Required action:
For the listing that follows, give again exactly the lines from the one with "of the ship's" to the one with "Target: calm water", including both.
= = = = = = =
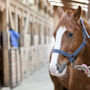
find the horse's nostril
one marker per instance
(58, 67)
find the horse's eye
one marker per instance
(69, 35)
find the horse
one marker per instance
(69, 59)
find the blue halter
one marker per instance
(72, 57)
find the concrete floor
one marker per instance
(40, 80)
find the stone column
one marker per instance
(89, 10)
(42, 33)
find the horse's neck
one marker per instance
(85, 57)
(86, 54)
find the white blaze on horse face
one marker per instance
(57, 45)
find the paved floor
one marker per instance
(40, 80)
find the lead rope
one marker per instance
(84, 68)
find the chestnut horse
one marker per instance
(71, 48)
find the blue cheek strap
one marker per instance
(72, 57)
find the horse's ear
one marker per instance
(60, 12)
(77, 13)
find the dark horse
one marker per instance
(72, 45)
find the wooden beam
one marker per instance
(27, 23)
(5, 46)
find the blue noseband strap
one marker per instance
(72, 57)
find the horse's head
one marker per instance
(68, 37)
= = = = = = =
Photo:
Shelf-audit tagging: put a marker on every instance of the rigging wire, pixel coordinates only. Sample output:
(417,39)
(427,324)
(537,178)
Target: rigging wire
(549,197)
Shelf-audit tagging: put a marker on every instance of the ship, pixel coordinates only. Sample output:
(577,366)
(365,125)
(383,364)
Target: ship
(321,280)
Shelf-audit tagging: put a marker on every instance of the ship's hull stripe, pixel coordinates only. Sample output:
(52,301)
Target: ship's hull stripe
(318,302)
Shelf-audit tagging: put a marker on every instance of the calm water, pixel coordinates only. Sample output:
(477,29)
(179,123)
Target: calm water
= = = = = = =
Reply:
Shelf-audit tagging: put a marker on every instance of the ship's hull stripe, pixel coordinates only. Sample output:
(52,301)
Target: ship's hull stripe
(318,302)
Shelf-audit tagging: put a marker on every instance of the calm water, pixel coordinates only. Sample output:
(477,29)
(179,123)
Target: calm water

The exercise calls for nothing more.